- _Your goal_: From the records below, please return each line that holds the word "wheel".

- _Source records_:

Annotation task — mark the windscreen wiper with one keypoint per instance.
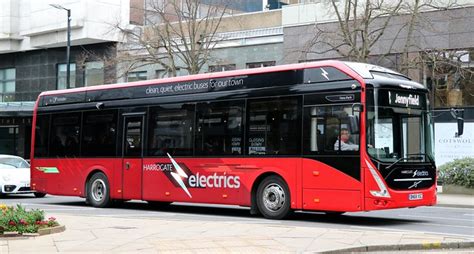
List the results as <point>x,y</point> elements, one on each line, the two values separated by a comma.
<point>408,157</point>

---

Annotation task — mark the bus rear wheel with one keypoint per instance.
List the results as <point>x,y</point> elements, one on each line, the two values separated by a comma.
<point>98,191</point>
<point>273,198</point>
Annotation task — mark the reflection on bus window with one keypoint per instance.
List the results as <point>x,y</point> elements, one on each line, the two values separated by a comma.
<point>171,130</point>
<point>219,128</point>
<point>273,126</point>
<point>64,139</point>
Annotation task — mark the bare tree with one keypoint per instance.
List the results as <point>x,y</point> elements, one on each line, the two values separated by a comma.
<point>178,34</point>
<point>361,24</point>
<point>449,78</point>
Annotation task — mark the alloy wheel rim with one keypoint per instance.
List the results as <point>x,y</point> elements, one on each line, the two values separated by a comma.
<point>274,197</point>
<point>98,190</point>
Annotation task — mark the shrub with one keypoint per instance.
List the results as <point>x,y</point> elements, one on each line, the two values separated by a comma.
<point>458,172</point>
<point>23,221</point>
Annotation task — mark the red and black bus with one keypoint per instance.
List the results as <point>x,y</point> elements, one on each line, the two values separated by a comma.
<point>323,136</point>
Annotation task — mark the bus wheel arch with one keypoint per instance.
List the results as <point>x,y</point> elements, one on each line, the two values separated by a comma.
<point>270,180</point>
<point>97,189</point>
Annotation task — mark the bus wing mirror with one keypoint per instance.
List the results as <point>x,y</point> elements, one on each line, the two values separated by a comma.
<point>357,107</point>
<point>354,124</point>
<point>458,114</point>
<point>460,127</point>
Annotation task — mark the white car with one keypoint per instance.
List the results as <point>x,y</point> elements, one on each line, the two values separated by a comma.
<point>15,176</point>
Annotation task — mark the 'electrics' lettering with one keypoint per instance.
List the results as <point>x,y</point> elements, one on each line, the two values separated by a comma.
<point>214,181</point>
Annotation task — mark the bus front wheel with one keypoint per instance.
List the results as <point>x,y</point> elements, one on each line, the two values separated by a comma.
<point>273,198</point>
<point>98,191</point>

- _Result of the exercise_:
Annotation task — mark the bus rear wheel with one keypoint per instance.
Annotation task — mark the alloy wheel rim with one keypoint per instance.
Annotation task — mark the bus wheel arch with one keypoint per instance.
Annotation task — mark the bus front wheel with one keypoint per instance.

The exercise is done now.